The input Block Start

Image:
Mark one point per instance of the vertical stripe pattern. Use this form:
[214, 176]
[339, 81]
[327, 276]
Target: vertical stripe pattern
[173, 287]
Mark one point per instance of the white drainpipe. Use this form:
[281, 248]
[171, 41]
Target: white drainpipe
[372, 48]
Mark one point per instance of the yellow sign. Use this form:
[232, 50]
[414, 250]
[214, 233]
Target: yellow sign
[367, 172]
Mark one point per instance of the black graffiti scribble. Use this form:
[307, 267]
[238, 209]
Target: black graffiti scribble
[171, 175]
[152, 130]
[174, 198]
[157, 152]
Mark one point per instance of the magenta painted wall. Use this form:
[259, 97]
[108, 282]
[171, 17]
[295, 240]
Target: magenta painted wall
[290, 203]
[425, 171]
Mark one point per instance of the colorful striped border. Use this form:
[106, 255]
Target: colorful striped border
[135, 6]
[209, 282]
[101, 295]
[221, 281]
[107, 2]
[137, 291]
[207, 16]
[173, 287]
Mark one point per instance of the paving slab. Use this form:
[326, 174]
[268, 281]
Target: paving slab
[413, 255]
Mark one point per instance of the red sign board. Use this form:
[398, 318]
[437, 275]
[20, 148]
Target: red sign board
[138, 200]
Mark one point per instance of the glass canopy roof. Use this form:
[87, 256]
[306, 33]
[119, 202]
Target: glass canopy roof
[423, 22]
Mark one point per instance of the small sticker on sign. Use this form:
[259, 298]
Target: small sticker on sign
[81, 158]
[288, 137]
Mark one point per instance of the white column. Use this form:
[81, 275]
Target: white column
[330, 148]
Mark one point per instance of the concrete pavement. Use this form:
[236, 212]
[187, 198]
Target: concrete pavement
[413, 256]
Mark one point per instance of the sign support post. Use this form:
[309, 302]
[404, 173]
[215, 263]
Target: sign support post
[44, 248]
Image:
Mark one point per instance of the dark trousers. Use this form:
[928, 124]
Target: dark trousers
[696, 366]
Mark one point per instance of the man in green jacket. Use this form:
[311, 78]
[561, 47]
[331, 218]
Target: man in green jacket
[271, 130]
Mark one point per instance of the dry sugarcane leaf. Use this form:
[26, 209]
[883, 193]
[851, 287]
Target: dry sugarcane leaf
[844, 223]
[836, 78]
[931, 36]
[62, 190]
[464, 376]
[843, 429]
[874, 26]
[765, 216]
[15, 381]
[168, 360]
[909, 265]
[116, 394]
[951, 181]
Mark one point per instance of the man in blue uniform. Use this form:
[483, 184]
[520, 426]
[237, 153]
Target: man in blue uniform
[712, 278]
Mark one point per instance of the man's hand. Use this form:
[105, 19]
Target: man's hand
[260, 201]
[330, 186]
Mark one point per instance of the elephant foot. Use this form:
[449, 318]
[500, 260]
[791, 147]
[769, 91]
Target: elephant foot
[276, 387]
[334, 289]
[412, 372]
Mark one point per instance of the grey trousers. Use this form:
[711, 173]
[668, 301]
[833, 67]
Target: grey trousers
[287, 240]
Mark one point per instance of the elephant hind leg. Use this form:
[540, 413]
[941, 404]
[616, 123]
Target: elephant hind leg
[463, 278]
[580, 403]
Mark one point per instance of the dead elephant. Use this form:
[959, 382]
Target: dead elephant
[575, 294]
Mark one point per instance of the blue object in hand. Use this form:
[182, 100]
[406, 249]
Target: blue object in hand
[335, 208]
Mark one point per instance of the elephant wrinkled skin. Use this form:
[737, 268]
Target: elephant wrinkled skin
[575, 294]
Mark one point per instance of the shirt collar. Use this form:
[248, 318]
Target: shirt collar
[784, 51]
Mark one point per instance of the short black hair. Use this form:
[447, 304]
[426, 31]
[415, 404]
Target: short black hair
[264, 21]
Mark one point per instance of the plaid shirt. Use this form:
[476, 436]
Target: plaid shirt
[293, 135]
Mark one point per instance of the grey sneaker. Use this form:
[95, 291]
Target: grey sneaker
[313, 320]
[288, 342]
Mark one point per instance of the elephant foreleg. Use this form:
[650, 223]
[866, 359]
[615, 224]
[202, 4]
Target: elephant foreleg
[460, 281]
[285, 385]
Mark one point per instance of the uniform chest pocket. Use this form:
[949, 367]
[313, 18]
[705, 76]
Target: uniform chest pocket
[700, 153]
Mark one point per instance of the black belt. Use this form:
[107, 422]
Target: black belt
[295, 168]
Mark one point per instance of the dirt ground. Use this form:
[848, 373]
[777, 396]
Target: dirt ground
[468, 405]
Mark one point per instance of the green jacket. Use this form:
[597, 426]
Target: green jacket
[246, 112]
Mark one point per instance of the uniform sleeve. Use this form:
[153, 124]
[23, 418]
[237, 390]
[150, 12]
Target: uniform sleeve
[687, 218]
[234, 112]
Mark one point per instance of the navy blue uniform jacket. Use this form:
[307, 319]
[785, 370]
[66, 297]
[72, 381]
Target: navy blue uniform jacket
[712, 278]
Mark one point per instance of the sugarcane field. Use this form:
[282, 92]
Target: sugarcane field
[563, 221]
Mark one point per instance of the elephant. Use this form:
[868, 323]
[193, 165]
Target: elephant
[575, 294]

The input Block End

= The task =
Copy out the lines starting at the one containing "Mark one point per instance of the grey sneaker." and ending with the last line of the entries. Include nothing else.

= Written answer =
Mark one point per instance of the grey sneaker. Use this form:
[95, 291]
Target: grey sneaker
[313, 320]
[288, 342]
Mark one point per instance of the elephant foreleg. Use this form:
[650, 223]
[866, 359]
[615, 224]
[202, 4]
Target: elephant foreleg
[460, 281]
[285, 385]
Mark one point per instance of the uniform chest pocket. Use this form:
[949, 367]
[313, 18]
[705, 76]
Target: uniform chest pocket
[700, 153]
Mark one point per instance of the black belt. Use this form:
[107, 422]
Target: black belt
[295, 168]
Mark one point per instance of the dirt ground. Use this form:
[848, 373]
[777, 396]
Target: dirt ground
[468, 405]
Mark one point per instance of the green jacket. Use this form:
[597, 426]
Target: green jacket
[246, 112]
Mark one point per instance of the uniform sleeve. Use this form:
[153, 124]
[23, 418]
[237, 390]
[150, 12]
Target: uniform sleeve
[687, 218]
[234, 112]
Mark one point per instance of the navy blue uniform jacket. Use this form:
[307, 319]
[785, 370]
[66, 297]
[72, 381]
Target: navy blue uniform jacket
[712, 278]
Mark one point per instance of the sugarcane field. Use this form:
[282, 92]
Target: sugarcane field
[563, 221]
Mark one point per instance of the elephant. Use this form:
[868, 323]
[193, 165]
Target: elephant
[575, 294]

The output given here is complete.